Passage to read:
↓↓↓
PHP needs a lot more memory than, say, serving static files. If you
used PHP with the worker threaded MPM, and it worked (I haven't heard
many stories of people doing this under Linux), wouldn't you just have
to dial back the number of threads to pretty much the number of
processes you would have allowed under the prefork MPM? The overhead
of a process is pretty tiny next to the overhead of a PHP framework.

Aren't you therefore just paying a performance and stability price
(threadsafe is slower than non-threadsafe, your extensions may or may
not play nice...) for not a lot of benefit under Linux when PHP runs
under the worker threaded MPM?

The best configuration I'm aware of is to run Apache with the worker
threaded MPM, and run PHP in a fastcgi pool, so that you can have
hundreds of threads serving static and cached content in a hurry, and
a smaller pool of more expensive PHP processes. I'm interested to hear
if anyone feels there is a superior model for single-server PHP
hosting under Linux.

(I realize that static files could be pushed out to CDNs and the like
but our clients much prefer to have a single straightforward hosting
bill to pay, thus the single-server thing for most cases.)

On Tue, Feb 28, 2012 at 4:13 AM, jpauli <jpa...@php.net> wrote:
> On Mon, Feb 27, 2012 at 10:12 PM, William A. Rowe Jr.
> <wr...@rowe-clan.net>wrote:
>
>> On 2/27/2012 6:58 AM, jpauli wrote:
>> > PHP through mod_php on Linux should compile without ZTS.
>> >
>> > configure script searches for apxs binary and tries to invoque "apxs -q
>> > MPM" to figure out what MPM has been compiled in Apache for the TS flag
>> to
>> > be defined or not (thus, activating PHP ZTS, or not).
↑↑↑
Dataset section:
↓↓↓
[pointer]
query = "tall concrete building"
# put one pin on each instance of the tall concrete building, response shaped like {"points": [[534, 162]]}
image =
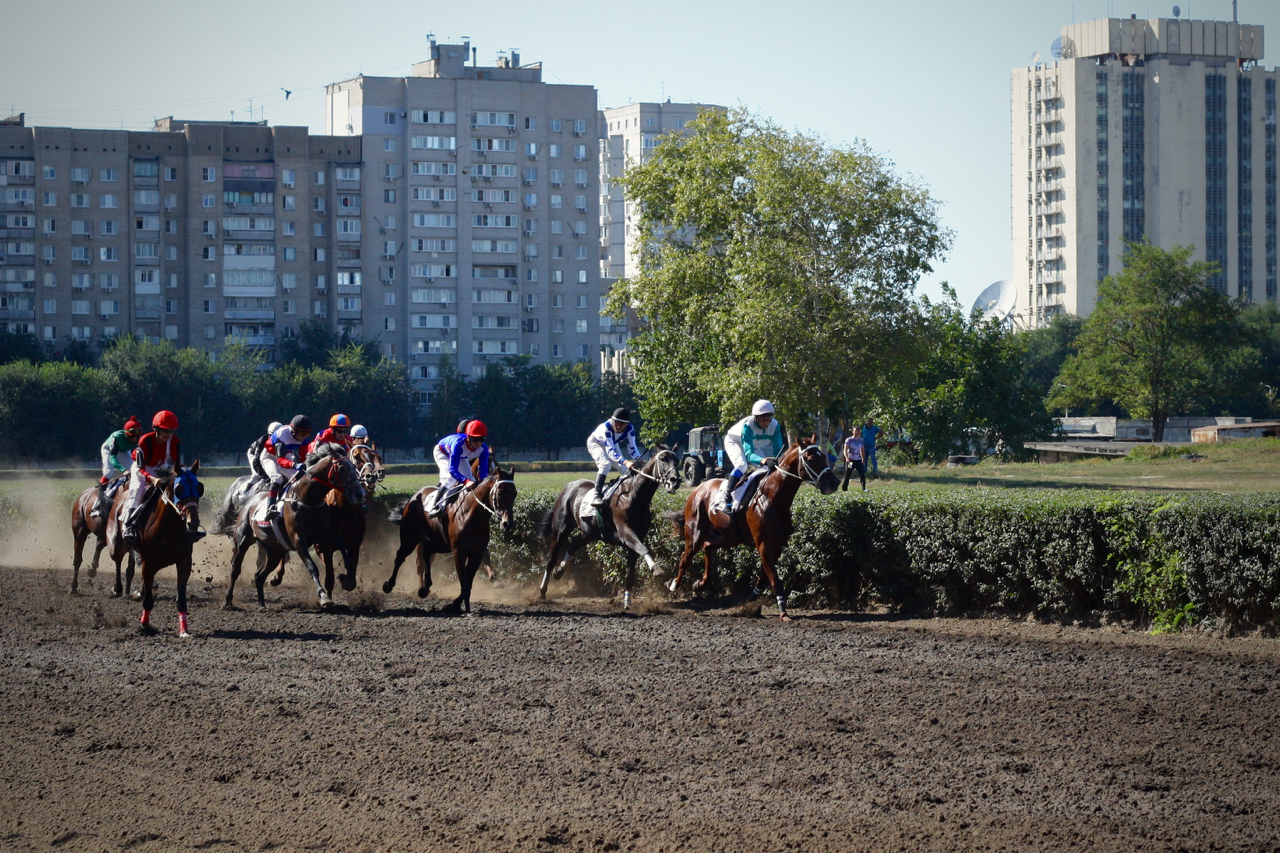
↑↑↑
Written task:
Rewrite the PHP hosting message above from "Aren't you therefore" through "hosting under Linux.", inclusive, replacing "fastcgi pool" with "FPM pool".

Task solution:
Aren't you therefore just paying a performance and stability price
(threadsafe is slower than non-threadsafe, your extensions may or may
not play nice...) for not a lot of benefit under Linux when PHP runs
under the worker threaded MPM?

The best configuration I'm aware of is to run Apache with the worker
threaded MPM, and run PHP in a FPM pool, so that you can have
hundreds of threads serving static and cached content in a hurry, and
a smaller pool of more expensive PHP processes. I'm interested to hear
if anyone feels there is a superior model for single-server PHP
hosting under Linux.